§ Problem statement
Restate the data below word for word, leaving nothing out.

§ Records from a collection
━━━━━━━━━━━━━━━━━━━━

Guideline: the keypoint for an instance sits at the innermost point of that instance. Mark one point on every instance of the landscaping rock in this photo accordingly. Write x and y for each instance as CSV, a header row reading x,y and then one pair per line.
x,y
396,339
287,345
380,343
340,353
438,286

━━━━━━━━━━━━━━━━━━━━

§ Answer space
Guideline: the keypoint for an instance sits at the innermost point of that instance. Mark one point on every instance of the landscaping rock in this photo accordingly. Write x and y for each instance as CSV, a header row reading x,y and then one pair per line.
x,y
396,339
287,345
380,343
340,353
438,286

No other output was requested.